> WHAT THE TASK REQUIRES
In the records that follow, show each line where the word "grass" is present.

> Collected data
========================
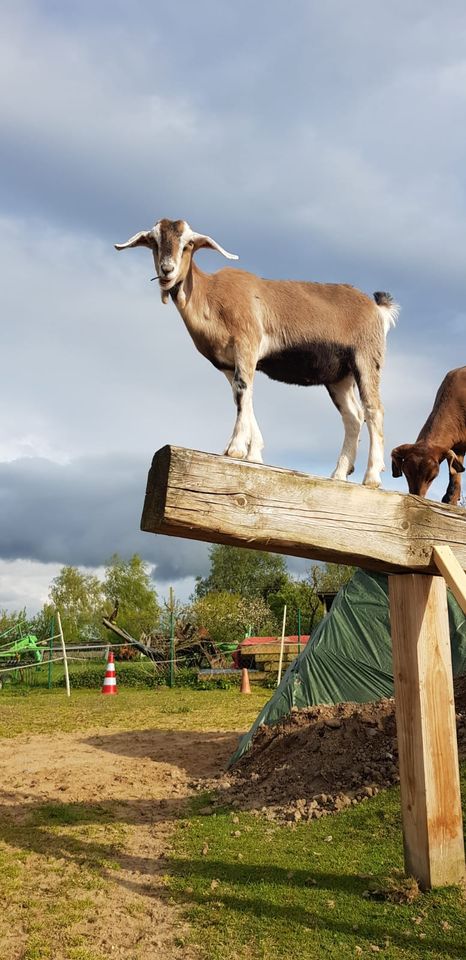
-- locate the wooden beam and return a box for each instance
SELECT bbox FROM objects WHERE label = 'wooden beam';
[433,545,466,615]
[389,574,465,889]
[141,446,466,574]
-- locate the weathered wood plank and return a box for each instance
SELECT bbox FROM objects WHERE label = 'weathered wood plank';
[433,545,466,615]
[141,446,466,574]
[389,574,465,889]
[239,643,307,656]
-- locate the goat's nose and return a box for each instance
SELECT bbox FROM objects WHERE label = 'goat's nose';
[160,262,174,276]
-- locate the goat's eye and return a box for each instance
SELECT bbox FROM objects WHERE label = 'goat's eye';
[186,240,194,248]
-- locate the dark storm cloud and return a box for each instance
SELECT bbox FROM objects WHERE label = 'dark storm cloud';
[0,455,209,581]
[2,1,466,298]
[0,1,465,608]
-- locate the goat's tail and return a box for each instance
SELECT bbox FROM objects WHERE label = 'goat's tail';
[373,290,400,336]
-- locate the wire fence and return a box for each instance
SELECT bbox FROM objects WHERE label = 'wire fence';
[0,614,242,693]
[0,646,196,691]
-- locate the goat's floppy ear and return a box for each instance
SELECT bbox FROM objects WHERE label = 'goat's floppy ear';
[391,444,412,478]
[445,450,465,474]
[190,232,239,260]
[114,230,153,251]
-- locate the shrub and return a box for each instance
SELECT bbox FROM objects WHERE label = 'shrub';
[54,662,201,689]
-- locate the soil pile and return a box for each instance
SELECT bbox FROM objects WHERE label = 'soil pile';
[215,678,466,823]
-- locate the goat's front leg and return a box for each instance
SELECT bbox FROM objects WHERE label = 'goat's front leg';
[442,453,464,505]
[223,355,263,462]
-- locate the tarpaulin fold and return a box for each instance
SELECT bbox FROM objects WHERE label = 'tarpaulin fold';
[229,570,466,765]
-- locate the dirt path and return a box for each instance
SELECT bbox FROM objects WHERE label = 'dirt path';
[0,727,238,959]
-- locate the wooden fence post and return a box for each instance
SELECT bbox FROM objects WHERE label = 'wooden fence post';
[389,574,465,889]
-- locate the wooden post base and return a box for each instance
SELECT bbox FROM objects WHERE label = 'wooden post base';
[389,574,465,889]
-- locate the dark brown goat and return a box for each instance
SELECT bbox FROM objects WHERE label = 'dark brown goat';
[391,366,466,503]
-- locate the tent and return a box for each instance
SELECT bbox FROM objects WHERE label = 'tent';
[229,569,466,765]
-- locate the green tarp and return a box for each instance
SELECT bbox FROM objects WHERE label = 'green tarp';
[229,570,466,766]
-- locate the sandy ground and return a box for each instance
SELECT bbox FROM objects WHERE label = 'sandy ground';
[0,727,238,960]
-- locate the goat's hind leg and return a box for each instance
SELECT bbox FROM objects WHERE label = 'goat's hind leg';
[355,354,385,487]
[327,375,364,481]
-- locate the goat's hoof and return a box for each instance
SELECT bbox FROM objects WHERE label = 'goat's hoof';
[225,446,247,460]
[331,469,348,482]
[363,473,382,488]
[247,450,264,464]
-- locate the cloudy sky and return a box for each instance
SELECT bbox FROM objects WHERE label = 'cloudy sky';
[1,0,465,613]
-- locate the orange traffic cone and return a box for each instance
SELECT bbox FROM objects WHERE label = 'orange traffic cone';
[240,667,251,694]
[101,651,118,695]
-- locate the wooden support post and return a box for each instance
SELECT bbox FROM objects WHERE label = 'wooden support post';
[433,545,466,615]
[389,574,465,889]
[142,447,466,888]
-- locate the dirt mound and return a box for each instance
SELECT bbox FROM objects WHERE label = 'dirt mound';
[215,679,466,823]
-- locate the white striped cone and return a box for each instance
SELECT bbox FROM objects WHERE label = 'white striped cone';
[101,651,118,695]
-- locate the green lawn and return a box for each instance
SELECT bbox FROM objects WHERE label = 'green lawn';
[170,775,466,960]
[0,685,270,738]
[0,687,465,960]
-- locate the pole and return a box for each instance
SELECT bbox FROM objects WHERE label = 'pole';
[169,586,175,689]
[47,615,54,690]
[277,605,287,687]
[389,574,465,887]
[297,607,301,655]
[57,611,71,698]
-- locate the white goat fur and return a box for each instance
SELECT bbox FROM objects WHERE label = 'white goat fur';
[115,218,399,486]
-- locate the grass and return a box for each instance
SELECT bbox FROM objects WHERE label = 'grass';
========================
> TASK ANSWER
-- locate the grass and return a box for each instance
SELECT bbox FROM objects WHERE label = 'grass';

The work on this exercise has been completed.